Task requirements — Add 35 to every x and y coordinate in the answer points, and reproduce all of the lines below, including the requests, with the new values. Leave the pictures out of your answer.
begin Data records
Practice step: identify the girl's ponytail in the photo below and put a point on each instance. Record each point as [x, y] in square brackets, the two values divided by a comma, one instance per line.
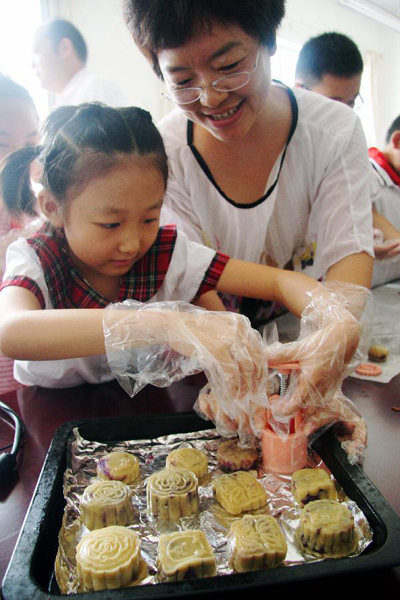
[15, 182]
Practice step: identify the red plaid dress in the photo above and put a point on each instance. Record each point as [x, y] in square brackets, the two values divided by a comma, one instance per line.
[173, 269]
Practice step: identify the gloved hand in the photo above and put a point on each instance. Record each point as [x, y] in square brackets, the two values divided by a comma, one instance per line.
[162, 342]
[334, 336]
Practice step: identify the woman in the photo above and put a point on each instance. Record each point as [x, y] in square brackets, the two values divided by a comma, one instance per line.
[259, 171]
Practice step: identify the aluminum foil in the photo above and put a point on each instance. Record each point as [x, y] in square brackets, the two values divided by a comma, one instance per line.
[212, 518]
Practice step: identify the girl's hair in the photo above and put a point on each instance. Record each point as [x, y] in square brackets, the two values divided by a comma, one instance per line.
[81, 143]
[159, 24]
end Data records
Response for this exercise —
Practice step: identify the girl's ponytail in the photo below and put a point on each instance. Record each point as [x, y] in square brackets, the two values divided by a comma, one instance per line.
[50, 217]
Practice step: identify the red plaid dress in the photo above and put a point on each instance. Record each point as [x, y] in square brackets, the two values divided by a comma, one instance per line.
[208, 304]
Practice step: identify the gloved hand in the photo above and put a point on each instance. Record each point as [x, y] in square brackets, the two values divided by a comma, one instance per line.
[197, 377]
[369, 371]
Practice step: identify the woman in the photo above and put a point on each instance. Record each point as [x, y] in square brackets, the two values divided by a comma, one instance per line.
[294, 206]
Practice step: identify the aluminum foil in the photo above and put a point on each instance. Record each point as [x, y] in square brackets, the two values divided by a comma, one instance per line.
[247, 553]
Practice step: identify the girl's hair in the photo above and put a point on each instance. Record each point as [x, y] in square brackets, the two values divided by a comma, one instance per line.
[116, 178]
[194, 59]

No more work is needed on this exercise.